━━ Records shown ━━

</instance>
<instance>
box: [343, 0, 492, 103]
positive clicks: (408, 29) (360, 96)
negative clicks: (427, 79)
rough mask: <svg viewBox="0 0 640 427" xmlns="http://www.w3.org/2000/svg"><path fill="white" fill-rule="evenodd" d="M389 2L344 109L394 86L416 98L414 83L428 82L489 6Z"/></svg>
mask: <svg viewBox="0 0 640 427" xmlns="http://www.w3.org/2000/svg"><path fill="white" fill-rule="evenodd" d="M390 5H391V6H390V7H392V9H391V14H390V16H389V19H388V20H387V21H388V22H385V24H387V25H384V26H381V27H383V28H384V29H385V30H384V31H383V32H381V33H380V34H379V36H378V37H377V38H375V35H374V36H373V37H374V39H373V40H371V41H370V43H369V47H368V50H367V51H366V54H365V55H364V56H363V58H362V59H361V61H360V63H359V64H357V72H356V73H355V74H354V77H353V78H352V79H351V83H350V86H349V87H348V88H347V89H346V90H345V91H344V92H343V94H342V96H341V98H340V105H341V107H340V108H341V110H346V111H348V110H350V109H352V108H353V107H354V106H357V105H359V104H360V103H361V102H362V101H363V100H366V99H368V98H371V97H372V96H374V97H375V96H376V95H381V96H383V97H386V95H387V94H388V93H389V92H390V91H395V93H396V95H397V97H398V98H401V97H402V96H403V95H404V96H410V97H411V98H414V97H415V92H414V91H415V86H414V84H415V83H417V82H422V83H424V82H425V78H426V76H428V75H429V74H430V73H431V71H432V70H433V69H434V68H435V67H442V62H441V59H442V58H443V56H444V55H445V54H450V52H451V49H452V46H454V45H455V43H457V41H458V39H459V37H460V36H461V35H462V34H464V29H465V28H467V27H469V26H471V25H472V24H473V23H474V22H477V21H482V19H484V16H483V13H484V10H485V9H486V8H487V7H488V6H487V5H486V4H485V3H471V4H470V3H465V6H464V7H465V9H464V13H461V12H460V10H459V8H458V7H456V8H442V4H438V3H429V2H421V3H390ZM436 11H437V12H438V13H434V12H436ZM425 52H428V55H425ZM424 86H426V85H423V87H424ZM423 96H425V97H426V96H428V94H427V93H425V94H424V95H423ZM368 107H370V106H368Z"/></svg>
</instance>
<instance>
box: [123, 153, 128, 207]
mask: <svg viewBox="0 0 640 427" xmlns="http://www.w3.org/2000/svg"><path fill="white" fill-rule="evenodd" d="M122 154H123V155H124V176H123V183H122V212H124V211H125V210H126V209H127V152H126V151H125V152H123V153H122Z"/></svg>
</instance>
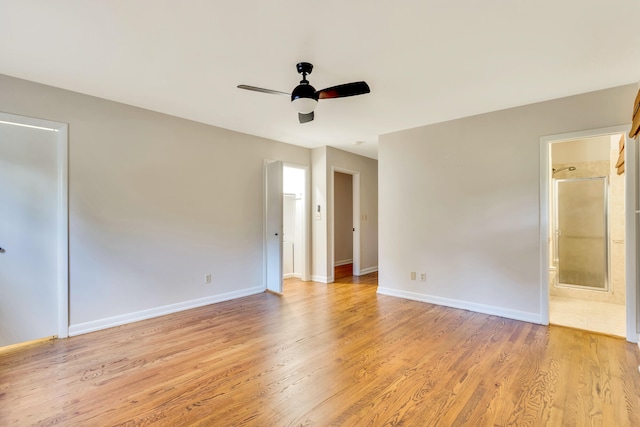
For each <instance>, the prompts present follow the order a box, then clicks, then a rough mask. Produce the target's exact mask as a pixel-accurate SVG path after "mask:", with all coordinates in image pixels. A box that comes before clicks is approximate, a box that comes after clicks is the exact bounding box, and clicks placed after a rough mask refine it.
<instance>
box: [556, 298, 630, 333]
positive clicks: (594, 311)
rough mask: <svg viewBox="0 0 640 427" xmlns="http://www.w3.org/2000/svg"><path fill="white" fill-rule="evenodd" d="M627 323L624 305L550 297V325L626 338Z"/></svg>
mask: <svg viewBox="0 0 640 427" xmlns="http://www.w3.org/2000/svg"><path fill="white" fill-rule="evenodd" d="M625 322H626V313H625V306H624V305H618V304H608V303H603V302H595V301H584V300H579V299H573V298H565V297H557V296H550V297H549V323H551V324H552V325H561V326H569V327H572V328H577V329H585V330H588V331H593V332H600V333H603V334H609V335H616V336H619V337H625V336H626V326H625Z"/></svg>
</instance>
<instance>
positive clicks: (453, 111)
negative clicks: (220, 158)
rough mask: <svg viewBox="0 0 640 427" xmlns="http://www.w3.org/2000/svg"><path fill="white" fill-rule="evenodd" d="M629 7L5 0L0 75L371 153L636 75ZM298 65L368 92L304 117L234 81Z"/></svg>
mask: <svg viewBox="0 0 640 427" xmlns="http://www.w3.org/2000/svg"><path fill="white" fill-rule="evenodd" d="M638 16H640V1H638V0H607V1H603V0H517V1H515V0H511V1H509V0H483V1H479V0H457V1H450V0H449V1H447V0H397V1H393V2H392V1H382V0H367V1H364V0H351V1H345V0H340V1H338V0H325V1H314V0H307V1H300V0H297V1H293V0H272V1H265V0H236V1H220V0H185V1H178V0H91V1H87V0H59V1H51V0H39V1H34V0H0V40H2V43H0V73H2V74H7V75H10V76H15V77H20V78H24V79H28V80H32V81H36V82H40V83H45V84H49V85H53V86H57V87H61V88H65V89H70V90H73V91H77V92H81V93H85V94H89V95H95V96H99V97H102V98H107V99H111V100H114V101H119V102H124V103H127V104H131V105H135V106H139V107H143V108H147V109H151V110H155V111H160V112H163V113H167V114H172V115H175V116H179V117H184V118H187V119H191V120H195V121H198V122H203V123H208V124H211V125H215V126H220V127H224V128H228V129H233V130H236V131H240V132H245V133H249V134H253V135H258V136H262V137H266V138H271V139H275V140H278V141H283V142H288V143H291V144H296V145H301V146H304V147H318V146H323V145H330V146H334V147H338V148H341V149H344V150H348V151H352V152H355V153H358V154H362V155H365V156H369V157H374V158H375V157H376V156H377V140H378V135H380V134H384V133H387V132H392V131H397V130H401V129H407V128H411V127H416V126H421V125H425V124H429V123H435V122H440V121H444V120H449V119H453V118H458V117H464V116H469V115H473V114H478V113H483V112H488V111H495V110H498V109H503V108H508V107H513V106H517V105H524V104H529V103H532V102H537V101H543V100H547V99H553V98H558V97H562V96H567V95H572V94H577V93H583V92H589V91H592V90H598V89H604V88H608V87H614V86H619V85H623V84H627V83H633V82H638V81H639V80H640V28H639V27H638V25H635V27H634V26H633V25H632V24H633V22H634V19H633V18H635V17H638ZM300 61H308V62H311V63H313V64H314V70H313V73H312V74H311V76H310V77H309V80H310V82H311V84H312V85H314V86H315V87H316V89H321V88H325V87H328V86H333V85H337V84H341V83H347V82H352V81H358V80H365V81H366V82H367V83H368V84H369V86H370V87H371V94H368V95H363V96H357V97H352V98H344V99H330V100H320V103H319V105H318V107H317V108H316V119H315V121H314V122H312V123H307V124H304V125H301V124H299V123H298V120H297V113H296V112H295V111H294V110H293V108H292V107H291V105H290V102H289V100H288V98H287V97H284V96H275V95H267V94H262V93H257V92H249V91H244V90H240V89H237V88H236V86H237V85H238V84H248V85H253V86H261V87H265V88H270V89H275V90H280V91H285V92H290V91H291V90H292V89H293V88H294V87H295V86H296V85H297V84H298V81H299V80H300V76H299V75H298V74H297V72H296V69H295V64H296V63H297V62H300ZM0 96H1V95H0ZM356 141H363V142H364V143H363V144H361V145H357V146H356V145H354V143H355V142H356Z"/></svg>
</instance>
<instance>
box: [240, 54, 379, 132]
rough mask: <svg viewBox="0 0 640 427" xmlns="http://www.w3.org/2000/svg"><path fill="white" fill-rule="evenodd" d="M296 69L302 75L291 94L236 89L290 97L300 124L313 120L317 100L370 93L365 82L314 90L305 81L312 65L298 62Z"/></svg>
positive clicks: (310, 70) (267, 91)
mask: <svg viewBox="0 0 640 427" xmlns="http://www.w3.org/2000/svg"><path fill="white" fill-rule="evenodd" d="M296 69H297V70H298V73H299V74H302V80H300V84H299V85H298V86H296V88H295V89H293V92H291V93H287V92H280V91H279V90H271V89H264V88H261V87H255V86H248V85H238V88H239V89H246V90H252V91H255V92H262V93H270V94H273V95H287V96H291V103H292V104H293V107H294V108H295V109H296V110H297V111H298V120H299V121H300V123H308V122H310V121H312V120H313V116H314V114H313V110H314V109H315V108H316V104H317V103H318V99H330V98H344V97H347V96H354V95H364V94H365V93H369V92H371V90H370V89H369V85H368V84H366V83H365V82H353V83H345V84H342V85H338V86H332V87H328V88H326V89H322V90H316V89H315V88H314V87H313V86H311V85H310V84H309V81H308V80H307V75H308V74H311V71H312V70H313V64H310V63H308V62H300V63H298V64H297V65H296Z"/></svg>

━━━

Give the records above as a Markdown table with the columns Row and Line, starting at the beginning of the records and ending at the line containing "2L344 109L394 86L416", both ends included. Give each line its row number, and leave out blank lines.

| Row | Line |
|---|---|
| 1 | </instance> |
| 2 | <instance> |
| 3 | box: [343, 0, 492, 103] |
| 4 | positive clicks: (408, 29) (360, 96) |
| 5 | negative clicks: (427, 79) |
| 6 | rough mask: <svg viewBox="0 0 640 427" xmlns="http://www.w3.org/2000/svg"><path fill="white" fill-rule="evenodd" d="M389 2L344 109L394 86L416 98L414 83L428 82L489 6Z"/></svg> |